*Goal of the exercise*
Your output must reproduce all the records below precisely and contain no pictures.

*Material supplied*
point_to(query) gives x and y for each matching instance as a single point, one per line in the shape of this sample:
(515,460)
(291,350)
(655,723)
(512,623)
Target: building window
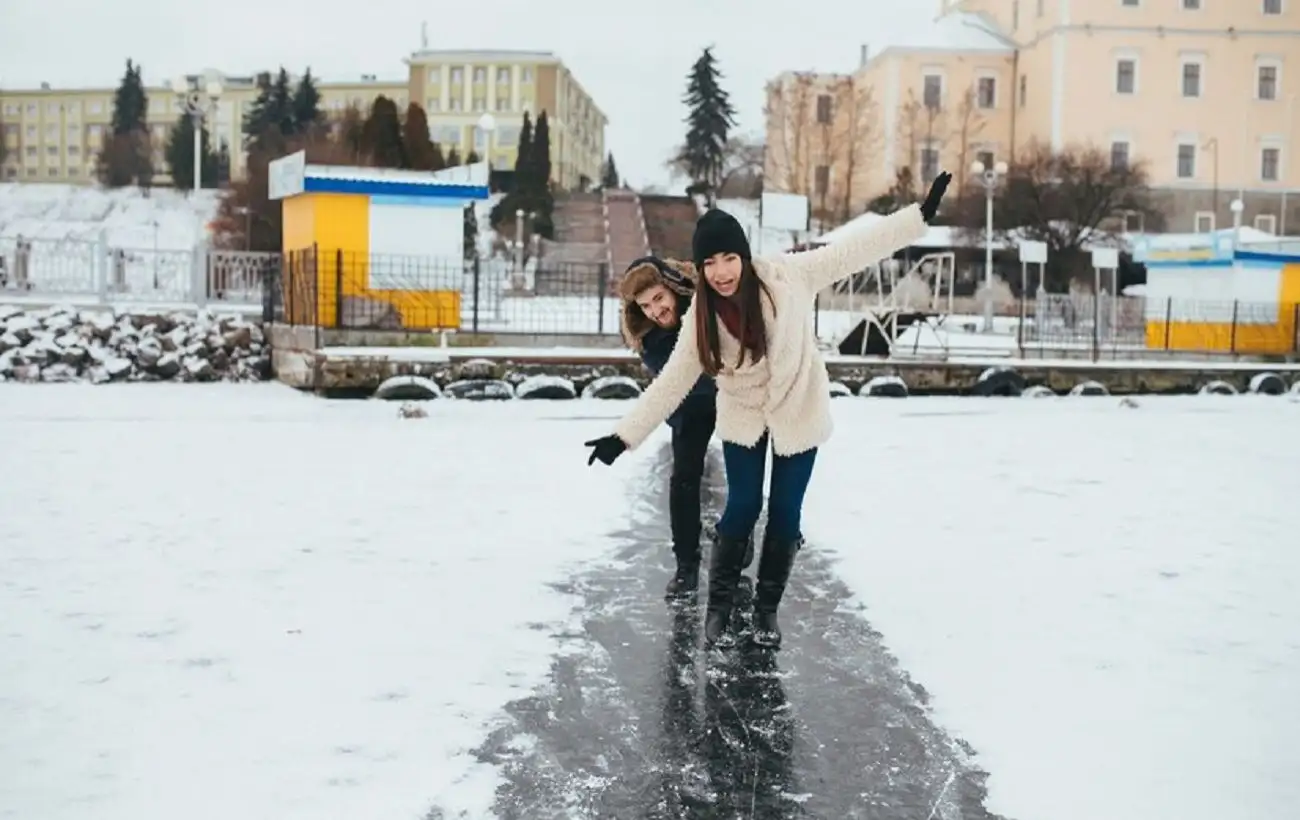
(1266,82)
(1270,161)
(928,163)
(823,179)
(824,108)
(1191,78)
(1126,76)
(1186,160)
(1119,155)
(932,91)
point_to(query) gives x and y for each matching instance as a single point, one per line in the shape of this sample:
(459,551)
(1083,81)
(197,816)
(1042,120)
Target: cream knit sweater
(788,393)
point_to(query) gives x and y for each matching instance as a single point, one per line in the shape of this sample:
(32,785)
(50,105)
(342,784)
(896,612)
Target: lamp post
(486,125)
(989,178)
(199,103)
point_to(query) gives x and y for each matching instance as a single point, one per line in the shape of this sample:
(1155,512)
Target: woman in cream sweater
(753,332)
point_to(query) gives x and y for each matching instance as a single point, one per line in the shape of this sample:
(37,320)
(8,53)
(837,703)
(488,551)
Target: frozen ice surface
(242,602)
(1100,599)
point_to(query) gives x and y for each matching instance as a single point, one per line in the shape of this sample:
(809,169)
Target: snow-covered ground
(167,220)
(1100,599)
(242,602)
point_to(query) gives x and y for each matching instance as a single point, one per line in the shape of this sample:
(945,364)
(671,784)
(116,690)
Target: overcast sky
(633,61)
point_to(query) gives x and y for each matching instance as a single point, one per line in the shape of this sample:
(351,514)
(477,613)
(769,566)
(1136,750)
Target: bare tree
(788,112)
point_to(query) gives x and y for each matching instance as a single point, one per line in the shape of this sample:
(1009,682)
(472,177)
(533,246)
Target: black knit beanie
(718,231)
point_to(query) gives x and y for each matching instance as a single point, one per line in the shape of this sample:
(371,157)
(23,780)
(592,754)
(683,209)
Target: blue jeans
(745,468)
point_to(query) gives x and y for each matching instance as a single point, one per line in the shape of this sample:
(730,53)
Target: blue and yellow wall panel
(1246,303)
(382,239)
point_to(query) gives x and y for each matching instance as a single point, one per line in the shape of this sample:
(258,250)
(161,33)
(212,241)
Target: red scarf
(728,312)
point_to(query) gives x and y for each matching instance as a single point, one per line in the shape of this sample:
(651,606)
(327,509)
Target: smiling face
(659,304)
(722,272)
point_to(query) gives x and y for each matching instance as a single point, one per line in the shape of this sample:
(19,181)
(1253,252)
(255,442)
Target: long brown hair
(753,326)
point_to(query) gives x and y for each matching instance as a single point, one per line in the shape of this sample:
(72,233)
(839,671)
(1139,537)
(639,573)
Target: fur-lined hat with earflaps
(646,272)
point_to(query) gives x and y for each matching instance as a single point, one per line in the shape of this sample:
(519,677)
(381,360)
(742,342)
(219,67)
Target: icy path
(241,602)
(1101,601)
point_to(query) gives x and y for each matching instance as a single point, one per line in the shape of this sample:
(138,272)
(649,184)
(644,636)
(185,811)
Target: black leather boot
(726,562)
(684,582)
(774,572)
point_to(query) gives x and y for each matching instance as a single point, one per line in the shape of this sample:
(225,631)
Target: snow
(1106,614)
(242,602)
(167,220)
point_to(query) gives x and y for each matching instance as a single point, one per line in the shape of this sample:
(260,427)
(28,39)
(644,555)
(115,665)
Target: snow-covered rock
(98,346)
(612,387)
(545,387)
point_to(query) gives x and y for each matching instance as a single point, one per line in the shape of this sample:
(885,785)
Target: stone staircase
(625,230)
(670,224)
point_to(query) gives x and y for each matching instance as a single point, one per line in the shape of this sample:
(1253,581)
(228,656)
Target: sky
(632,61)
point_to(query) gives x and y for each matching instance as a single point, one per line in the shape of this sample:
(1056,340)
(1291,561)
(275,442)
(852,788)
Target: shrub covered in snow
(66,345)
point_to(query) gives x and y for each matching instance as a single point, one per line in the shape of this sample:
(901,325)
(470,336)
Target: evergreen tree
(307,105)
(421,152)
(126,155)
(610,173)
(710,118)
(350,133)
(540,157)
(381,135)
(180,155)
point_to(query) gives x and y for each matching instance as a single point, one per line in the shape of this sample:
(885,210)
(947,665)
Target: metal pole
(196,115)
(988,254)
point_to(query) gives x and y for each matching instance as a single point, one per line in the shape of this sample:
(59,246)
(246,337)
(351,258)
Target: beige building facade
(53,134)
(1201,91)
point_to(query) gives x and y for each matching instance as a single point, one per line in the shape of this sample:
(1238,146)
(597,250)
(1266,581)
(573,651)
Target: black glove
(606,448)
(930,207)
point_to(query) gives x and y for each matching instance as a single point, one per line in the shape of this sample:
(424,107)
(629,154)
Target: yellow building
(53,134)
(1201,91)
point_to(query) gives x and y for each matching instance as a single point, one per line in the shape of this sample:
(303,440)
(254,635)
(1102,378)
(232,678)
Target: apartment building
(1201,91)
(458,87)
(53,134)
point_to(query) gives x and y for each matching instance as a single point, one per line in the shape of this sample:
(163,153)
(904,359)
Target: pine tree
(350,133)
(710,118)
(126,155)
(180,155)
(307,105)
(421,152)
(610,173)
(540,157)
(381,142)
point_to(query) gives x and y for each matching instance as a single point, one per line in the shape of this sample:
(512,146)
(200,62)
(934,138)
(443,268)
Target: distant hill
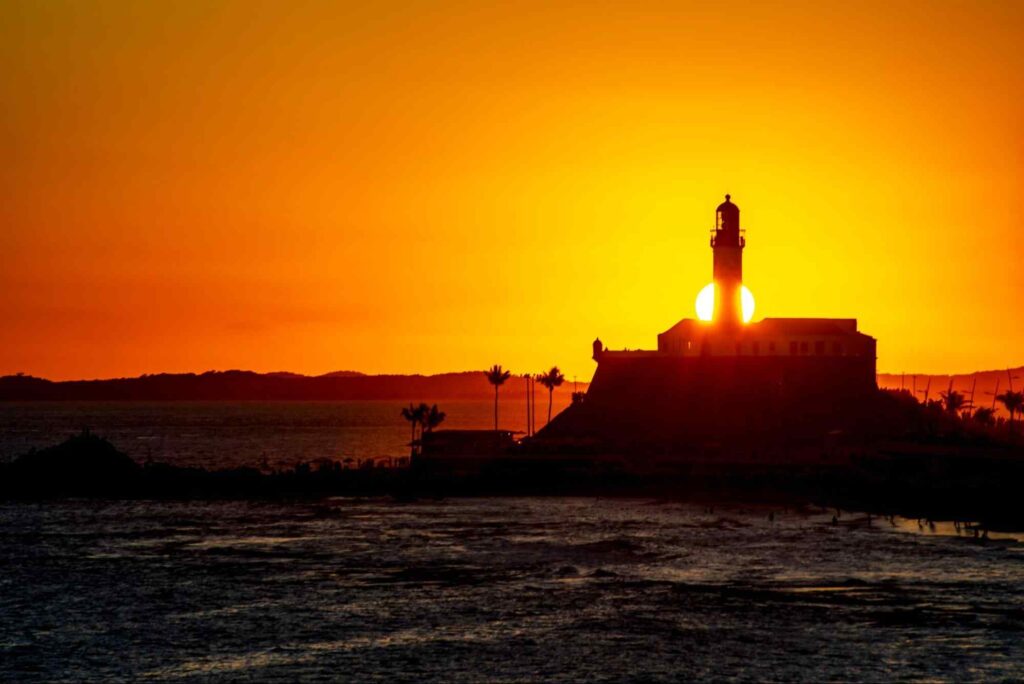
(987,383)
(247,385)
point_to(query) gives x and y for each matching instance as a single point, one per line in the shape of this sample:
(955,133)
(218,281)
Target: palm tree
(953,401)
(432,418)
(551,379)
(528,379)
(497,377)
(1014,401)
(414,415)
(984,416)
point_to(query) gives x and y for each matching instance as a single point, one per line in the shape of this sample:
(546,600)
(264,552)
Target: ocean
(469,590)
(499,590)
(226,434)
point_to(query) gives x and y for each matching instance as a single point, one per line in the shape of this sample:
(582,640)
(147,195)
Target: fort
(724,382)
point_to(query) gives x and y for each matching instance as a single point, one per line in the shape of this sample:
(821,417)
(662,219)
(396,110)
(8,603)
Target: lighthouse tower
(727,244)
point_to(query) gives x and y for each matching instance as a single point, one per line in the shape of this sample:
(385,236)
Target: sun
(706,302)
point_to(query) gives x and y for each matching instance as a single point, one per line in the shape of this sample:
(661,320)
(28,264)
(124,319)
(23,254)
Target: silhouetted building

*Result of this exercise*
point_to(query) gives x and y for each matching instance as a single point, one per line in the shape of this sample:
(515,460)
(291,350)
(655,723)
(512,623)
Target: building window
(1266,82)
(1270,161)
(928,163)
(823,179)
(824,108)
(1191,78)
(1126,76)
(1186,160)
(1119,155)
(932,91)
point_to(query) gives x and y for each matching instance as a single point, one per line in the shape of this sample:
(459,551)
(1083,81)
(197,816)
(1042,120)
Target: cream knit sweater
(788,393)
point_to(query) gives x and y for each matching instance as a single point, one per line in the shape of this sample:
(32,785)
(50,105)
(342,784)
(896,612)
Target: lamp post
(486,125)
(989,178)
(199,103)
point_to(query) gives x and y for each matching instance as a single point, one per line in the shape of this sample:
(1155,512)
Target: woman in cream sweater
(753,332)
point_to(query) gives x and y for each matching instance as a single point, one per line in the shape of this sample:
(37,320)
(8,53)
(837,703)
(488,551)
Target: frozen ice surface
(242,602)
(1100,599)
point_to(query) gives x and y for each matching instance as a single point, one per line in the shape of this sample:
(809,169)
Target: snow-covered ground
(167,220)
(1100,599)
(242,602)
point_to(query) gives x and y for each matching instance as a single point, one per line in the shape of this sample:
(945,364)
(671,784)
(116,690)
Target: overcast sky
(633,61)
point_to(query) gives x and y for each matching instance as a single point, one per line in the shape of this sample:
(351,514)
(477,613)
(769,566)
(1136,750)
Target: bare tree
(788,112)
point_to(query) gives x and y for each matching instance as a single point, one per line in the shape of this sample:
(1009,682)
(472,177)
(533,246)
Target: black knit beanie
(718,231)
point_to(query) gives x and y for each matching instance as a single point, one per line in the shape of this sample:
(371,157)
(23,780)
(592,754)
(683,209)
Target: blue jeans
(745,468)
point_to(query) gives x and y for each matching instance as a single point, one per line in the shape of this sample:
(730,53)
Target: blue and yellow wall panel
(1246,303)
(382,239)
point_to(query) gives x and y for each matching instance as a single point, one per line in the shape of this sample:
(258,250)
(161,33)
(212,241)
Target: red scarf
(728,312)
point_to(query) gives x and y for each matching instance as a single point, one per line in the shape of this sample:
(651,606)
(327,509)
Target: smiling face
(659,304)
(722,272)
point_to(query) gives x and y for each matching instance as a single point, one per line in the shape of this sample:
(19,181)
(1253,252)
(255,442)
Target: long brown hair
(753,326)
point_to(query) gives x and y for each matching instance as a single point, one per line in the shape of this sample:
(72,233)
(839,671)
(1139,537)
(639,573)
Target: fur-lined hat with earflaps
(646,272)
point_to(query) gives x and y for each matching instance as a single point, one per line in the shape of this sample:
(519,677)
(381,360)
(742,342)
(219,67)
Target: icy path
(241,602)
(1101,601)
point_to(query) gives x and y for each matching instance as a single point, one per line in the shape of this sample:
(138,272)
(649,184)
(644,636)
(185,811)
Target: black leather boot
(726,562)
(684,582)
(774,572)
point_to(query) gives x and y for each matching instance as a single point, one per line in the shape of this sample:
(225,631)
Target: snow
(1106,614)
(242,602)
(167,220)
point_to(query) gives x and y for each matching instance as a single point, one per line in the shape of this sample:
(260,427)
(28,39)
(644,555)
(115,665)
Target: snow-covered rock
(98,346)
(612,387)
(545,387)
point_to(query) gives x and y for each matching instance as a single point, one per line in the shape of this sample:
(885,785)
Target: stone staircase
(625,230)
(670,224)
point_to(query) gives x and y for each matching instance as a single point, one per line in the shape of this sample:
(1253,581)
(228,656)
Target: sky
(632,61)
point_to(query) gives x and y for each matching instance as a single point, one per line in the shape of this sample:
(1056,340)
(1291,561)
(275,442)
(852,788)
Target: shrub covered in snow
(66,345)
point_to(query) gives x and y for each matching instance as a single point, one per line in the shape of this sample:
(901,325)
(470,336)
Target: evergreen tree
(307,105)
(421,152)
(126,155)
(610,173)
(710,118)
(350,133)
(540,157)
(381,135)
(180,155)
point_to(query) gives x and y for each matching instance as a single point, one per line in the shape of this sample:
(885,210)
(947,665)
Target: metal pole
(196,115)
(988,254)
point_to(query) gives x and y for each matching instance as a single point, one per line in the shape of this sample:
(59,246)
(246,337)
(351,258)
Target: beige building facade
(53,134)
(1201,91)
point_to(query) gives x and y for each matching instance as a single point, one per line in the shape of this sample:
(1238,146)
(597,250)
(1266,581)
(573,651)
Target: black glove
(606,448)
(930,207)
point_to(query) gives x and y for each matching instance as a single point, one per line in the shape of this sample:
(424,107)
(629,154)
Target: yellow building
(53,134)
(1201,91)
point_to(query) gives x and y for each matching instance as a single point, one per line in the shape of this sample:
(303,440)
(254,635)
(1102,378)
(232,678)
Target: apartment building
(1201,91)
(458,87)
(53,134)
point_to(query) gives x and y for each matching instance as a single point, one per line in the shape of this sample:
(163,153)
(904,359)
Target: pine tree
(350,133)
(710,118)
(126,155)
(180,155)
(307,105)
(421,152)
(610,173)
(540,157)
(381,142)
point_to(query) gives x and y for each matching instance as a single point, one per line in the shape of this sample:
(512,146)
(200,62)
(934,138)
(443,268)
Target: distant hill
(987,383)
(247,385)
point_to(query) gives x and y for each matching instance as a single point, one per line in the shape of this sample:
(955,133)
(218,281)
Target: palm tree
(953,401)
(432,418)
(551,379)
(528,379)
(497,377)
(1014,401)
(414,415)
(984,416)
point_to(query) gives x and y for each matching instance as a single point, one per line in the shape of this sample:
(546,600)
(264,552)
Target: ocean
(469,590)
(499,590)
(226,434)
point_to(query) gives x and y for each matching instance as a single point, one per line in the shape of this sample:
(582,640)
(147,195)
Target: fort
(724,382)
point_to(query) gives x and y for each matching instance as a single point, one per line in the shape of this sample:
(821,417)
(662,219)
(396,110)
(8,603)
Target: lighthouse tower
(727,244)
point_to(query) gives x and y for each matching instance as a single point, one per line in the shape of this sample:
(385,236)
Target: sun
(706,302)
point_to(query) gives x and y for each matching instance as a single point, one per line in the shape of this sample:
(661,320)
(28,264)
(124,319)
(23,254)
Target: silhouetted building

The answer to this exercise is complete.